◆ SHORT PROBLEM ◆
Copy out the lines of the records below unchanged, from the line with "Curation task — class label: parked" to the line with "[874,208,935,228]", including both of those lines.

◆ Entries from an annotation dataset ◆
-*-*-

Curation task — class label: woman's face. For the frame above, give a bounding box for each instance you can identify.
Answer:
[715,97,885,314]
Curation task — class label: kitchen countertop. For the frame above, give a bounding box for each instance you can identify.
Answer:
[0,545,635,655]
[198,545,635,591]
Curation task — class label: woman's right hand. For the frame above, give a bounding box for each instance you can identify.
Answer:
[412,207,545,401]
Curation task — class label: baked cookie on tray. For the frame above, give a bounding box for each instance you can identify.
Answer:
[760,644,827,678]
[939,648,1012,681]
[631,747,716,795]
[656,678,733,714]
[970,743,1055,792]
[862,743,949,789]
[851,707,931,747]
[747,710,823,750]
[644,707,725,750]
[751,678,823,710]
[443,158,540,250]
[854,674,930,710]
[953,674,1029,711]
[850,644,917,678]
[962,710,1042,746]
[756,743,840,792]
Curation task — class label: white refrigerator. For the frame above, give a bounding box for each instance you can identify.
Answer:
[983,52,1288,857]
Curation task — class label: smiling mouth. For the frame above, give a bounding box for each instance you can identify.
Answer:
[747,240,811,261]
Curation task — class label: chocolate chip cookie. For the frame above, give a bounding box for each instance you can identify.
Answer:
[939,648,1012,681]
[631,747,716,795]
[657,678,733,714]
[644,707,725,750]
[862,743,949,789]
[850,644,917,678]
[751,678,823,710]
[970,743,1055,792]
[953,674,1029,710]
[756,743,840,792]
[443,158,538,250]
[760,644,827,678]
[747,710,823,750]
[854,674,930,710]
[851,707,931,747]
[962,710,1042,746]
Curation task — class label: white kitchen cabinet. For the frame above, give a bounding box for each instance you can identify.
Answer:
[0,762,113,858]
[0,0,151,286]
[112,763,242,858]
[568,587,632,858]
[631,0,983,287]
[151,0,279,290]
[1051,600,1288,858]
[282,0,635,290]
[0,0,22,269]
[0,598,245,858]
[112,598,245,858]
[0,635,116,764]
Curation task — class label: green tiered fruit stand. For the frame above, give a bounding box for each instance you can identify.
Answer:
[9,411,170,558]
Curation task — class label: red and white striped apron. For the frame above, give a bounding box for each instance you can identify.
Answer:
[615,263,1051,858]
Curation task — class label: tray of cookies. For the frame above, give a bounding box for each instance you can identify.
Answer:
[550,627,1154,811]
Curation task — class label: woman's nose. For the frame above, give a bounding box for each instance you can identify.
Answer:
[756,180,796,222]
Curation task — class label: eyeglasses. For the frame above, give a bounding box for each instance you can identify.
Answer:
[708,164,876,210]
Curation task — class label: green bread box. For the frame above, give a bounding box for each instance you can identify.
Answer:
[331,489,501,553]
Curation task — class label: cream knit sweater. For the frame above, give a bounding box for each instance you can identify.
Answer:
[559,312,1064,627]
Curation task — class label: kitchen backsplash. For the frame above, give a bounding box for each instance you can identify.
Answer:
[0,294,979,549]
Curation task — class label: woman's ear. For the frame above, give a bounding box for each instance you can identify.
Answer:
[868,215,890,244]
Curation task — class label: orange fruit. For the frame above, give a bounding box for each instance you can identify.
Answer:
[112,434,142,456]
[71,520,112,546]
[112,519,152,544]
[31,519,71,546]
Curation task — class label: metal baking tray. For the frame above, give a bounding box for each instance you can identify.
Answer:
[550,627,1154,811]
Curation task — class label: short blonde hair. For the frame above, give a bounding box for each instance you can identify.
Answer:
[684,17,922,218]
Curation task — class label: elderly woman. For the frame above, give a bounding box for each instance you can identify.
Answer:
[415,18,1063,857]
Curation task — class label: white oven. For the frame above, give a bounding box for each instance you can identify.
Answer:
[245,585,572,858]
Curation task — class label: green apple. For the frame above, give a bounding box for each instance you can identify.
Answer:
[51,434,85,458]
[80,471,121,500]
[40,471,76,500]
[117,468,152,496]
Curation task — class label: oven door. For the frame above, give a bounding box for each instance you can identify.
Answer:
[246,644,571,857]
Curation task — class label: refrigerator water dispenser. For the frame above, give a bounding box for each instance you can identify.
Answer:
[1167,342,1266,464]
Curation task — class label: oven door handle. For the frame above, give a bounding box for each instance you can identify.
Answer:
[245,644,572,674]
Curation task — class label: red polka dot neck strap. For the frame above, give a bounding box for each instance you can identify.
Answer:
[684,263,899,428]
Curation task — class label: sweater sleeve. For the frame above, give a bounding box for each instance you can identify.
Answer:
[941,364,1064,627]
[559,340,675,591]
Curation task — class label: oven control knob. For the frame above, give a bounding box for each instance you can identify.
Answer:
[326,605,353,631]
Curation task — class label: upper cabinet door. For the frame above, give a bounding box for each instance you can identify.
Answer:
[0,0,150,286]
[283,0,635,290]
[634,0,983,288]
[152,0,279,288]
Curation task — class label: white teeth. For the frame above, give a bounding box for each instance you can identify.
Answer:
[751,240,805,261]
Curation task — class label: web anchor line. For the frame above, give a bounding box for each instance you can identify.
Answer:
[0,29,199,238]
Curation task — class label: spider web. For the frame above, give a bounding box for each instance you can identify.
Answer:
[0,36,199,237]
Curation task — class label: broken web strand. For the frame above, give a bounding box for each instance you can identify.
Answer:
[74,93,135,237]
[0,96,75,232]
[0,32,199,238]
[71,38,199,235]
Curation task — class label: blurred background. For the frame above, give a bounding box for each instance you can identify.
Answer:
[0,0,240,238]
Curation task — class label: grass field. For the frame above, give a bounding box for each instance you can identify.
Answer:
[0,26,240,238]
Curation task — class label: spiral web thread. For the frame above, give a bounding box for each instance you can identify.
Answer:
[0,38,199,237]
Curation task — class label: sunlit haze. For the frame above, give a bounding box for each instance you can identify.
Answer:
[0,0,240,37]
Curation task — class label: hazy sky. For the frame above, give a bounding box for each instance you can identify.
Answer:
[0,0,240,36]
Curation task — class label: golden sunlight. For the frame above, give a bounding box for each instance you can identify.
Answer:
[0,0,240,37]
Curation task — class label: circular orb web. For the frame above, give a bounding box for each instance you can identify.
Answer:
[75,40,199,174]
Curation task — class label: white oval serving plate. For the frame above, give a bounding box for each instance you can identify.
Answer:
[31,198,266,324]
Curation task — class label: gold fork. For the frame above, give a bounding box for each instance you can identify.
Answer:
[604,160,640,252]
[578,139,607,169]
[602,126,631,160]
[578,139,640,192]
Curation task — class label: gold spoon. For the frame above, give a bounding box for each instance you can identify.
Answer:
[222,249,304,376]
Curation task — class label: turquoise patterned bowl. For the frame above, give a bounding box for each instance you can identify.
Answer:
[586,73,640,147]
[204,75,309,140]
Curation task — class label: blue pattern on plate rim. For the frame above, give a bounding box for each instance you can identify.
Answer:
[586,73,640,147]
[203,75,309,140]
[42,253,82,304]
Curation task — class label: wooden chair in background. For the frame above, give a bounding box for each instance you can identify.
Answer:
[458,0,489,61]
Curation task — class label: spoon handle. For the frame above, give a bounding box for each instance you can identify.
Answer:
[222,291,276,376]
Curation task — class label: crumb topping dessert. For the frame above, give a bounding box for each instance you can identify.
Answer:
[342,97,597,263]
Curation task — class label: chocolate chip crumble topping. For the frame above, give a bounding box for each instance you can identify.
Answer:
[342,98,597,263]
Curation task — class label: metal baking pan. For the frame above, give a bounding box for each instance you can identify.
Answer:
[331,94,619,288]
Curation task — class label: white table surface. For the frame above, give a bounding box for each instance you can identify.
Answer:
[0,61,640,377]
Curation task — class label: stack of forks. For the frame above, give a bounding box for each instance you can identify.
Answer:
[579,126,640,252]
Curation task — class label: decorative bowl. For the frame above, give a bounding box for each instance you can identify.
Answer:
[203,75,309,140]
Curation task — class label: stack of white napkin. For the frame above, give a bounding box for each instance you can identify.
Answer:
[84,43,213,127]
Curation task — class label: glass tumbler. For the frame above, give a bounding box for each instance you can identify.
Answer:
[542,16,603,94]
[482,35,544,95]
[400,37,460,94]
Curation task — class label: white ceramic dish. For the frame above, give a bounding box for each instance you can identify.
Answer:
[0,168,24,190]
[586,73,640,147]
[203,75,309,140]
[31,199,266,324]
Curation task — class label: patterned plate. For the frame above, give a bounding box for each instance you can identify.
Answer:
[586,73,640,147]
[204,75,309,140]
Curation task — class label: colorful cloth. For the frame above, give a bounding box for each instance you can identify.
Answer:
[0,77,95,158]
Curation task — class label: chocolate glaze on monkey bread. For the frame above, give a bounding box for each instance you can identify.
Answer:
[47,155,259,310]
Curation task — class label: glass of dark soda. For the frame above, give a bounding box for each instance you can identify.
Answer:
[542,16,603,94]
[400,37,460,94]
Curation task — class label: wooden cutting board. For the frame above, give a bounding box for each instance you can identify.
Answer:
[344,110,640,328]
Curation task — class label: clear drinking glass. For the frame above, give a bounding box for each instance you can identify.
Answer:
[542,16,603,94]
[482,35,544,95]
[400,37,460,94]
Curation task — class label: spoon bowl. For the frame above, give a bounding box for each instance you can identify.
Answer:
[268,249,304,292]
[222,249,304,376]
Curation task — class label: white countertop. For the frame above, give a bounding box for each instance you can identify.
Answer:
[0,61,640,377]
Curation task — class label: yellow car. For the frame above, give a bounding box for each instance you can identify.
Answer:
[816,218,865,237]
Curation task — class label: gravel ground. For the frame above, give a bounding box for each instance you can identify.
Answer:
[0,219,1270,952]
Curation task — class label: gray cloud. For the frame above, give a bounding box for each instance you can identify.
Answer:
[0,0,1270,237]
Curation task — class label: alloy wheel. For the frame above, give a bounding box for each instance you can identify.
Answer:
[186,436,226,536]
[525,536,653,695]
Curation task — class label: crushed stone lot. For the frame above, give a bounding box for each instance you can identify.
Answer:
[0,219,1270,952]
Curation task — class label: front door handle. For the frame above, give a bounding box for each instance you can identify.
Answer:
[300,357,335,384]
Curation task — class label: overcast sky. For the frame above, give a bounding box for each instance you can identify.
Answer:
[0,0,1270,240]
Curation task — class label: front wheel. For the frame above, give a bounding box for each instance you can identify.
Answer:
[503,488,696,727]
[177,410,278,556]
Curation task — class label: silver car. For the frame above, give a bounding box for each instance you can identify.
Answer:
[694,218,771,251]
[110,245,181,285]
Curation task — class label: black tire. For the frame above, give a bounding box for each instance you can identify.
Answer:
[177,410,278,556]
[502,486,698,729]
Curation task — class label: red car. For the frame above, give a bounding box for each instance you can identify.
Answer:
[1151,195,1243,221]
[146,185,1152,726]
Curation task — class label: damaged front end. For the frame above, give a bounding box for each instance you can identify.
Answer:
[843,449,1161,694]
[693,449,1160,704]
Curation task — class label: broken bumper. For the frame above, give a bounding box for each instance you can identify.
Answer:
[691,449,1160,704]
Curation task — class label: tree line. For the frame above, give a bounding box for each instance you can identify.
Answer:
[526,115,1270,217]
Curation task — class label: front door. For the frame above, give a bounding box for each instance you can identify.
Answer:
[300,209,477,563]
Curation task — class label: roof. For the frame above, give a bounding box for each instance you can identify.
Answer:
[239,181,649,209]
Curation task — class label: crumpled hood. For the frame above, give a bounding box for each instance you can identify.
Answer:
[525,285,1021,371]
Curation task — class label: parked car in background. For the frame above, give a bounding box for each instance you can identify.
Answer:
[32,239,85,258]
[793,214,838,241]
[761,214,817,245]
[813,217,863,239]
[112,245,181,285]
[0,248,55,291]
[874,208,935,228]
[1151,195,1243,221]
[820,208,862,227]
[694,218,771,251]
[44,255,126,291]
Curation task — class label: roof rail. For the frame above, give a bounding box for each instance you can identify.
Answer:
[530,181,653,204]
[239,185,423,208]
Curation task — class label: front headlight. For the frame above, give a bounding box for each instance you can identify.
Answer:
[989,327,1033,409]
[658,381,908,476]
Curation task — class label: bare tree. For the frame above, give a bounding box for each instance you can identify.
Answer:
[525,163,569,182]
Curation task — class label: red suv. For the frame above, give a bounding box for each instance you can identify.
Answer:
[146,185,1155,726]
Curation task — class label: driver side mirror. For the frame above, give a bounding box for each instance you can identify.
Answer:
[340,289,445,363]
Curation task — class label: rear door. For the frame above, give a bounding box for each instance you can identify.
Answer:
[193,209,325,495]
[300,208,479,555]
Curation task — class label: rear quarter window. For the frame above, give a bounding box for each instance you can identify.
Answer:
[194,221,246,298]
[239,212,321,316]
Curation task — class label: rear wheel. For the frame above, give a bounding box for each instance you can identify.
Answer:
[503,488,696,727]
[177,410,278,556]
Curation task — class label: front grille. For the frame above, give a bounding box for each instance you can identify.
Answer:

-*-*-

◆ OUTPUT OF THE EXERCISE ◆
Curation task — class label: parked car in background. For the frame above, give a bounding box for each instance you can identify.
Answer:
[32,239,85,258]
[793,214,838,241]
[761,214,817,245]
[813,217,863,239]
[112,245,181,285]
[0,248,55,291]
[874,208,935,228]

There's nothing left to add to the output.